### Tasks and exercises
**A.** In the court opinion, what date does the order under appeal bear?
**B.** Continue the court opinion on the DNA testing motion, starting after its last sentence.

### Document passage
★ ★ ★

Opinion
04-06-2016
Seymour W. James, Jr., New York, N.Y. (Harold V. Ferguson, Jr., of counsel), for appellant. Michael E. McMahon, District Attorney, Staten Island, N.Y. (Morrie I. Kleinbart of counsel), for respondent.
Seymour W. James, Jr., New York, N.Y. (Harold V. Ferguson, Jr., of counsel), for appellant.
Michael E. McMahon, District Attorney, Staten Island, N.Y. (Morrie I. Kleinbart of counsel), for respondent.
Opinion
Appeal by the defendant pursuant to CPL 450.10(5) from an order of the Supreme Court, Richmond County (Rienzi, J.), dated September 11, 2013, which denied, without a hearing, his motion pursuant to CPL 440.30(1–a) for forensic DNA testing on certain evidence recovered by the police.
ORDERED that the order is affirmed.

★ ★ ★

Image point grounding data

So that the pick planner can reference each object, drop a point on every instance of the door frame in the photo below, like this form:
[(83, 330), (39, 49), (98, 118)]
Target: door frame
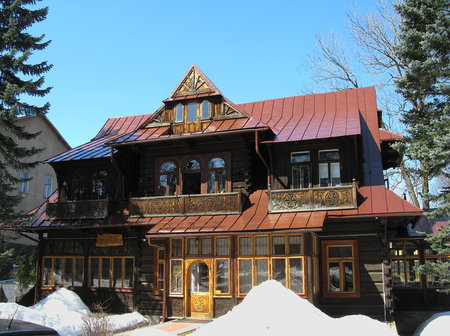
[(187, 283)]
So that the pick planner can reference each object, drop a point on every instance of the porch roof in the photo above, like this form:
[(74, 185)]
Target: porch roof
[(372, 201), (254, 219)]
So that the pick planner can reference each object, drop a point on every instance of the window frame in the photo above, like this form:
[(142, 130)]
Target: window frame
[(48, 187), (181, 173), (299, 165), (206, 103), (327, 293), (111, 272), (270, 257), (62, 249), (158, 276), (329, 163), (24, 185)]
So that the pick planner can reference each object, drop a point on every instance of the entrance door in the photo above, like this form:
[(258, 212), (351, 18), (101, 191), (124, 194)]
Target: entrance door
[(200, 293)]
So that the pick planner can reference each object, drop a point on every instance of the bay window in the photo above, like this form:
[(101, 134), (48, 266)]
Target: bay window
[(187, 175), (278, 257), (341, 268), (63, 264), (300, 163), (111, 266)]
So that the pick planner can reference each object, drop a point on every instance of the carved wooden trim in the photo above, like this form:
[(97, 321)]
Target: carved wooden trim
[(342, 197), (202, 204)]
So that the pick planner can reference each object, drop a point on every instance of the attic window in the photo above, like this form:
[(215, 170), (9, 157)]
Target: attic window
[(179, 113), (204, 109), (192, 112)]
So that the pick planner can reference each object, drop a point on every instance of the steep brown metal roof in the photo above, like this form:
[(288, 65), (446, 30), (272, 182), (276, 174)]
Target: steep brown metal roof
[(94, 149), (316, 116)]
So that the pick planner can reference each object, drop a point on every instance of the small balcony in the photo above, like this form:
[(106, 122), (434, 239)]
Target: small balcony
[(86, 209), (330, 198), (203, 204)]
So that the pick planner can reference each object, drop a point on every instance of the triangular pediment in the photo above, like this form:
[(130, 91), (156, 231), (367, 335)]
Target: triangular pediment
[(193, 83), (194, 88)]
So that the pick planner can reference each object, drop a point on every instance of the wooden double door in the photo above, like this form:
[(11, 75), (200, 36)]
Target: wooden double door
[(199, 283)]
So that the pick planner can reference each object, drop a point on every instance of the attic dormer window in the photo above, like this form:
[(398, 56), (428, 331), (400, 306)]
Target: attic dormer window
[(204, 109), (192, 112), (179, 113)]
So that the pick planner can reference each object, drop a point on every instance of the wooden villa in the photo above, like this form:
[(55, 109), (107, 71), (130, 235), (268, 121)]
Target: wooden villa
[(179, 213)]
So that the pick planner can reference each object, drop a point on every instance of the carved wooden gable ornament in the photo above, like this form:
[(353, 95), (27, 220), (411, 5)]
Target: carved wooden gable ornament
[(195, 87), (193, 83)]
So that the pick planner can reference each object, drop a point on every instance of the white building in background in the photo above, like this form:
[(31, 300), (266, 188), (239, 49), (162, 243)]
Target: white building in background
[(43, 177)]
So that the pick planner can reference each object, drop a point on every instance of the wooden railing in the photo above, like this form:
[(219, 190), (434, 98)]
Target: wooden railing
[(86, 209), (204, 204), (330, 198)]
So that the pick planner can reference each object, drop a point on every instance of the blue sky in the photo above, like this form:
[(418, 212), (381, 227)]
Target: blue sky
[(116, 58)]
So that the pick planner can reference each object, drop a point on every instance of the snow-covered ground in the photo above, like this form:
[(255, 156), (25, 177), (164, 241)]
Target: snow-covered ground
[(63, 311), (271, 309), (268, 309)]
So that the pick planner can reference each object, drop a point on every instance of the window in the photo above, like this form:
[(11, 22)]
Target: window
[(204, 109), (216, 176), (187, 175), (88, 184), (159, 274), (80, 185), (176, 247), (179, 113), (222, 276), (222, 246), (63, 264), (329, 168), (341, 268), (176, 276), (404, 256), (192, 112), (199, 246), (300, 163), (168, 179), (99, 184), (192, 178), (23, 186), (315, 257), (277, 257), (48, 182), (111, 266)]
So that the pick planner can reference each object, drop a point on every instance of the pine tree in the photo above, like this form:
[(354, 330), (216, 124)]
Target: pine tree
[(425, 48), (18, 78)]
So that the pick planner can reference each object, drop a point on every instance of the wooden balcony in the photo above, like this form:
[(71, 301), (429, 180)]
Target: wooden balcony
[(87, 209), (331, 198), (204, 204)]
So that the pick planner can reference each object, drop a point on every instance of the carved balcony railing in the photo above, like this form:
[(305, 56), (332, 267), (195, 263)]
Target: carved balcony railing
[(86, 209), (204, 204), (331, 198)]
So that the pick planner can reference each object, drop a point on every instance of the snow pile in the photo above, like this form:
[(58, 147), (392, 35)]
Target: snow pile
[(271, 309), (62, 310), (435, 325)]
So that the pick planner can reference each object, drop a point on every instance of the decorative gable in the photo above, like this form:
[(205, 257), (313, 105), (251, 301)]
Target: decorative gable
[(193, 105), (192, 84)]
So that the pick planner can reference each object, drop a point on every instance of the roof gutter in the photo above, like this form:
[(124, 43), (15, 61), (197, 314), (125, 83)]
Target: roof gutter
[(164, 138), (122, 177), (269, 186)]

★ ★ ★

### Task-by-task answers
**A.** September 11, 2013

**B.**
The Supreme Court correctly determined that certain changes in the law relevant to motions pursuant to CPL 440.30(1–a) (see CPL 440.30[1–a][a] [2], eff. Aug 1, 2012), made since the time of the defendant's prior unsuccessful motions pursuant to CPL 440.30(1–a) (see People v. Perry, 89 A.D.3d 1114, 933 N.Y.S.2d 584; People v. Perry, 295 A.D.2d 452, 743 N.Y.S.2d 303), are inapplicable herein, as the defendant was convicted of the underlying charges after trial rather than upon a plea of guilty. The court correctly determined that, to the extent the defendant also sought relief under the applicable subdivision of CPL 440.30(1–a) (see CPL 440.30[1–a][a] [1] ), he was still required to demonstrate that there exists a reasonable probability that the verdict would have been more favorable to him if a DNA test had been conducted on the subject evidence, and if the results had been admitted at the subject trial, which he failed to do (see CPL 440.30[1–a]; People v. Perry, 89 A.D.3d at 1114–1115, 933 N.Y.S.2d 584). Accordingly, the court properly denied, without a hearing, the defendant's motion pursuant to CPL 440.30(1–a) for forensic DNA testing on the subject evidence.
RIVERA, J.P., LEVENTHAL, DICKERSON and MILLER, JJ., concur.